* **How to complete this task**: The lines to repeat are those below from the one containing "Target: sponsor logo on sleeve" down to the one containing "the blue stadium", both included; reproduce them exactly and nothing else.

* **Extracted entries**:
=====
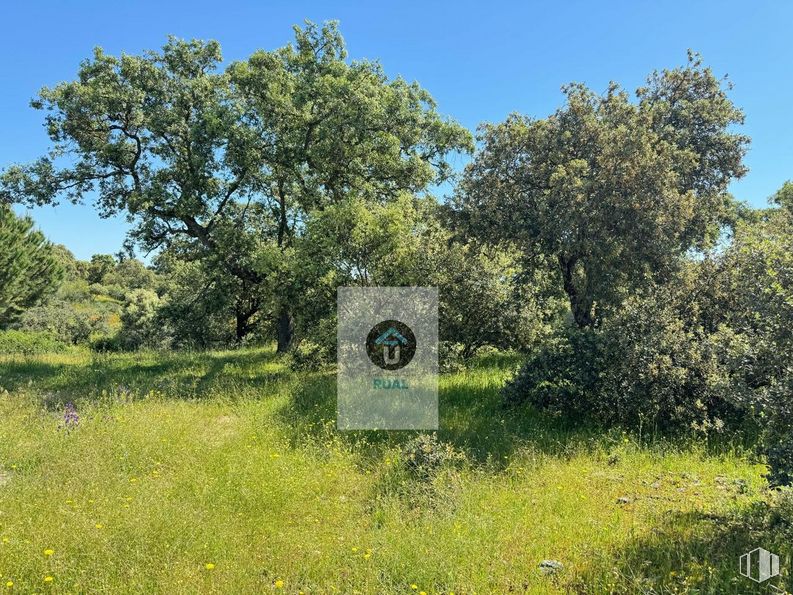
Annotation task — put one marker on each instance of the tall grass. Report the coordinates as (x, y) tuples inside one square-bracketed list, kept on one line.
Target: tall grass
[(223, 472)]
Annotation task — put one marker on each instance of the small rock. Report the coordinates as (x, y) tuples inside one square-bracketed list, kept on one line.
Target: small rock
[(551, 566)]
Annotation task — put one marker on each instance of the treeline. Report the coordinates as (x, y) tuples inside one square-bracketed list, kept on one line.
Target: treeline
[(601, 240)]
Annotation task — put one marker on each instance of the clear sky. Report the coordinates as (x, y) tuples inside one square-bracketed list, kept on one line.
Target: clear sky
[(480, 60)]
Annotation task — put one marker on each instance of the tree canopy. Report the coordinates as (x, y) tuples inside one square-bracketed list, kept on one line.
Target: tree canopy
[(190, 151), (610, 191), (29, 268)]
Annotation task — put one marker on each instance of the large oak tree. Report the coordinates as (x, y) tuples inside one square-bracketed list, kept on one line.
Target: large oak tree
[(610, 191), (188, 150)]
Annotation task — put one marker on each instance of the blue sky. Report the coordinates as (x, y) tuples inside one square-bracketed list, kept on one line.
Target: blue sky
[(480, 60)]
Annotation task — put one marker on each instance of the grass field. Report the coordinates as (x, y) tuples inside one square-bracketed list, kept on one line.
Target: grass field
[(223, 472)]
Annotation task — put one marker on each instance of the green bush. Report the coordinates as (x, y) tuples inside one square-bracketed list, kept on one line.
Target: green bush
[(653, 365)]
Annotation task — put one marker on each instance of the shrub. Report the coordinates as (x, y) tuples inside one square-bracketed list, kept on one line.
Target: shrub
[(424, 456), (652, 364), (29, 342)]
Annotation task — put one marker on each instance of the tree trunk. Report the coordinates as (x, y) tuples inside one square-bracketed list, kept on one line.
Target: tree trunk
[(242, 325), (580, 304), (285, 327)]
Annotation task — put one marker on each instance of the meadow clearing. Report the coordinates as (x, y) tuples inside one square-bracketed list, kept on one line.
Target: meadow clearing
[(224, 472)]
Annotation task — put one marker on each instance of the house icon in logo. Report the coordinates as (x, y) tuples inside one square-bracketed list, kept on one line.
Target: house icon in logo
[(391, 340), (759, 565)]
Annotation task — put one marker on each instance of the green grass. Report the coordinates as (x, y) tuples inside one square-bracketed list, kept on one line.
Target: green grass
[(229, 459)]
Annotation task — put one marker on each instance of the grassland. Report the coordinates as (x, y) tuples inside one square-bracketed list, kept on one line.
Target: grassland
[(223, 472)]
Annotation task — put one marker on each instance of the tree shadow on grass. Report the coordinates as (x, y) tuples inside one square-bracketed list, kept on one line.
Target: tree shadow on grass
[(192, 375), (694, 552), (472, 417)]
=====
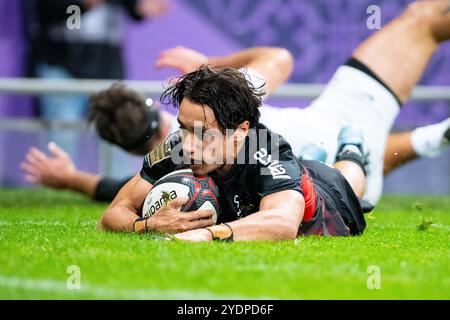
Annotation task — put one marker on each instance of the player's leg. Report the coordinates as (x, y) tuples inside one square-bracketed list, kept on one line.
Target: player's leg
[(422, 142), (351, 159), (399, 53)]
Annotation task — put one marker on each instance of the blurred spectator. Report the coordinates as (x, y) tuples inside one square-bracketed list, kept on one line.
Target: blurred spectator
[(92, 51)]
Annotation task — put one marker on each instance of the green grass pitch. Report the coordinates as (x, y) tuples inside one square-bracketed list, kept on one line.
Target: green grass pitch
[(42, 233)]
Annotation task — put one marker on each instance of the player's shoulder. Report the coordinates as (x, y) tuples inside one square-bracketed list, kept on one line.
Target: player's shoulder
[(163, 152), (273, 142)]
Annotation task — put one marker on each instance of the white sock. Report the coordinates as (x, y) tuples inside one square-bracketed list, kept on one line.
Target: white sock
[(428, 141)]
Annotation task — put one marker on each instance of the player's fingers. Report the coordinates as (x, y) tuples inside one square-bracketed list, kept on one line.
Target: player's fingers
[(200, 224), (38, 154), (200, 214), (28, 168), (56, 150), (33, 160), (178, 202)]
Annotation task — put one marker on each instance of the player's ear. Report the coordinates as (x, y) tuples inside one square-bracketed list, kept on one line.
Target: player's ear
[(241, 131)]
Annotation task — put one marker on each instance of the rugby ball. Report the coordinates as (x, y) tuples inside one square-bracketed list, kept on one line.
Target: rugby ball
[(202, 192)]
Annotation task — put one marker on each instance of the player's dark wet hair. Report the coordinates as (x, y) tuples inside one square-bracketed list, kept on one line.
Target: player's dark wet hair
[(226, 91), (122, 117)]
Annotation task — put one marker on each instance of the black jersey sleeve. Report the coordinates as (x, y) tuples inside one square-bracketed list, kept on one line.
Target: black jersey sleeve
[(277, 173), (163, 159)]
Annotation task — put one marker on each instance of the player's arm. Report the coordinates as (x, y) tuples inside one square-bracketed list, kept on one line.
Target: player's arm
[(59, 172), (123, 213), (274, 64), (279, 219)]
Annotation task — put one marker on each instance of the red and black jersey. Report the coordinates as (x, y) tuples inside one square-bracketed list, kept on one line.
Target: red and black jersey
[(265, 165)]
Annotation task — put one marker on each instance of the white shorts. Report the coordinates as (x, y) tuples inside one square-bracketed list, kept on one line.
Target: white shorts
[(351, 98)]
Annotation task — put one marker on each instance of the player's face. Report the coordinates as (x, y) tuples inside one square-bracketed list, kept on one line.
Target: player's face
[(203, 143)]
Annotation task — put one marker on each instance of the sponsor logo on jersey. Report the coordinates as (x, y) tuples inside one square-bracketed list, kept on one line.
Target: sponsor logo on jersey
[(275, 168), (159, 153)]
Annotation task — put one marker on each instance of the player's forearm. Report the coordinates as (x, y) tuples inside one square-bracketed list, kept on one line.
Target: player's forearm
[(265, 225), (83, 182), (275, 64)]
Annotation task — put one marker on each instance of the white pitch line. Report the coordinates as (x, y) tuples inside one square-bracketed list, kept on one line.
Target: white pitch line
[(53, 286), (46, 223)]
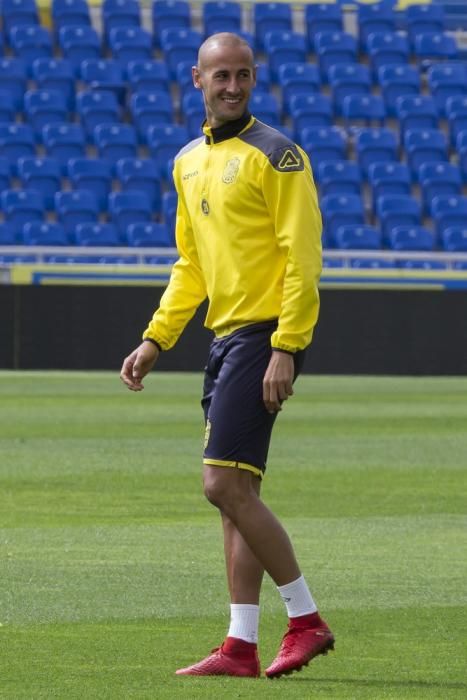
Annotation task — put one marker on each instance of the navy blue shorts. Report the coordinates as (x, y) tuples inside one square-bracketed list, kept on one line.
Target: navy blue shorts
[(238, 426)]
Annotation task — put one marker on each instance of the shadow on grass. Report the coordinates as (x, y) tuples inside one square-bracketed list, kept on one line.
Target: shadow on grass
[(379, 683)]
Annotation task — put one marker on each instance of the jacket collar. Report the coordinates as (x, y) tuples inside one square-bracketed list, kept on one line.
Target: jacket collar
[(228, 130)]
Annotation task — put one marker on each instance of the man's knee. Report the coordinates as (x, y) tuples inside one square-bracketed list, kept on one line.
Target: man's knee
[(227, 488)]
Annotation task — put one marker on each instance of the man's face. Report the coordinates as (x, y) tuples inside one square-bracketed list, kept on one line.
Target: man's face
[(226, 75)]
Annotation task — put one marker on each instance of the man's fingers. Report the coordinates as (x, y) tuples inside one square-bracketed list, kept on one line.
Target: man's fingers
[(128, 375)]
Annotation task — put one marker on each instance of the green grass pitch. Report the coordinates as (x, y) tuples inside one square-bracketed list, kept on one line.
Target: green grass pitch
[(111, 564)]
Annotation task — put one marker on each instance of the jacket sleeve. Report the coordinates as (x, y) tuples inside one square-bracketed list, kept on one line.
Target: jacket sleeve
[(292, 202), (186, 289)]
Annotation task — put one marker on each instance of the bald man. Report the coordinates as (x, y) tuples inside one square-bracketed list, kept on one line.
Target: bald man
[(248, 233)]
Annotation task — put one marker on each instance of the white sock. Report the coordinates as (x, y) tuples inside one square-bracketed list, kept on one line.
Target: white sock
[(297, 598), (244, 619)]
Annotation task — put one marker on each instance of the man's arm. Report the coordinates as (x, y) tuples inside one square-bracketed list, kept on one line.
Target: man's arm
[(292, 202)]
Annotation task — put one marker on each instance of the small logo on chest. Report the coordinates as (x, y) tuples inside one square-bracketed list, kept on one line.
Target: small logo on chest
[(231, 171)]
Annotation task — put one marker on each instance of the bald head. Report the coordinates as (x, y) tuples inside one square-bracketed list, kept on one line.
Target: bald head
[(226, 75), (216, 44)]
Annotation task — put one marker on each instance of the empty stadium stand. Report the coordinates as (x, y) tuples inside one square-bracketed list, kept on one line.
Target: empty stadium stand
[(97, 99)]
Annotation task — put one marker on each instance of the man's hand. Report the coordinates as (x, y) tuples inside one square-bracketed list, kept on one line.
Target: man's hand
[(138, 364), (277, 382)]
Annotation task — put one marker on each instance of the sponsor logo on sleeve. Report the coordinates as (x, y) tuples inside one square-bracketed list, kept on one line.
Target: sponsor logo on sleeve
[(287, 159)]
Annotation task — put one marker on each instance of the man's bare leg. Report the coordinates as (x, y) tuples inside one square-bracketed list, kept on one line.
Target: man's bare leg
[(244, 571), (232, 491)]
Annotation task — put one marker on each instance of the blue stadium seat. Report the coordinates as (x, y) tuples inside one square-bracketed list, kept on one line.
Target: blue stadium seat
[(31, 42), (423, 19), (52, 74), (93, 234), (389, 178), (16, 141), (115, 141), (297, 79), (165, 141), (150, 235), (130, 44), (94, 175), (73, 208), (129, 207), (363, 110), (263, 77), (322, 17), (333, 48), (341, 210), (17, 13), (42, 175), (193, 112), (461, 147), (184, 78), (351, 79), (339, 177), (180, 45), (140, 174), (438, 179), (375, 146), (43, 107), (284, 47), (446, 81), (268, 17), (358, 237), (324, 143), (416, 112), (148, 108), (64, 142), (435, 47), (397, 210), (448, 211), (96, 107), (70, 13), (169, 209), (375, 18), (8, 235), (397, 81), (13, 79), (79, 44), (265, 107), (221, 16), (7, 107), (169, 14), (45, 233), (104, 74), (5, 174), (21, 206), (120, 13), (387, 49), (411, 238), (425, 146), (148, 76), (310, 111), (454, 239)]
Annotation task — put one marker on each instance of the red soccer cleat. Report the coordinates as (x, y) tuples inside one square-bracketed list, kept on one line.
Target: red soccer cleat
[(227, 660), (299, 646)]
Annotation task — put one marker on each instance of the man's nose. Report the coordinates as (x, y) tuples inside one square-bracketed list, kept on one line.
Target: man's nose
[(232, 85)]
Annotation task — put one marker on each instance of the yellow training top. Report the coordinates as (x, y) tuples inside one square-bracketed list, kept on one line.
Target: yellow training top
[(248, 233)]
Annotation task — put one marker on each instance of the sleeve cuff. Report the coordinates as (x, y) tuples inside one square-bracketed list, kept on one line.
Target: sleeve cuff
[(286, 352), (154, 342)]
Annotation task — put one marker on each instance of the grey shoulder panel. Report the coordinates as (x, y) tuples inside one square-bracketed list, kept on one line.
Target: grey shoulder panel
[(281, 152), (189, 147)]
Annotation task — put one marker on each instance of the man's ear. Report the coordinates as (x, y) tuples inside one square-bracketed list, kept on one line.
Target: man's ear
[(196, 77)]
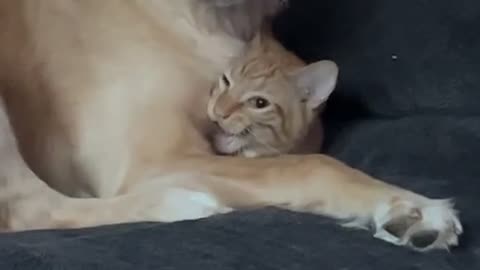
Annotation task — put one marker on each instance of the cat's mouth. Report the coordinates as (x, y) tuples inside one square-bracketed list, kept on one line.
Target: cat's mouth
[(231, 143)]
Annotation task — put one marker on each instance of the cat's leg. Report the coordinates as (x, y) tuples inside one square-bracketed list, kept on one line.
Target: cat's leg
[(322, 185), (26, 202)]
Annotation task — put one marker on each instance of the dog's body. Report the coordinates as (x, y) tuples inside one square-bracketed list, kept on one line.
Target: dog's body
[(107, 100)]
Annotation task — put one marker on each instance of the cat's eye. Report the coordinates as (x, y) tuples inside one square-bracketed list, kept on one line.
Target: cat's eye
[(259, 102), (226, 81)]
=====
* **Exercise response**:
Target: sponsor logo on sleeve
[(287, 159)]
Annotation task — put one marker on each instance of the man's bare leg. Report the coordinates as (x, y) tuples inside one square-bracketed list, kept on one line.
Target: man's bare leg
[(244, 571), (232, 491)]
Annotation task — put one marker on each instance of the blue stadium seat. Report the coordinates as (x, y) tuples inside one square-bracketed list, kept on one line.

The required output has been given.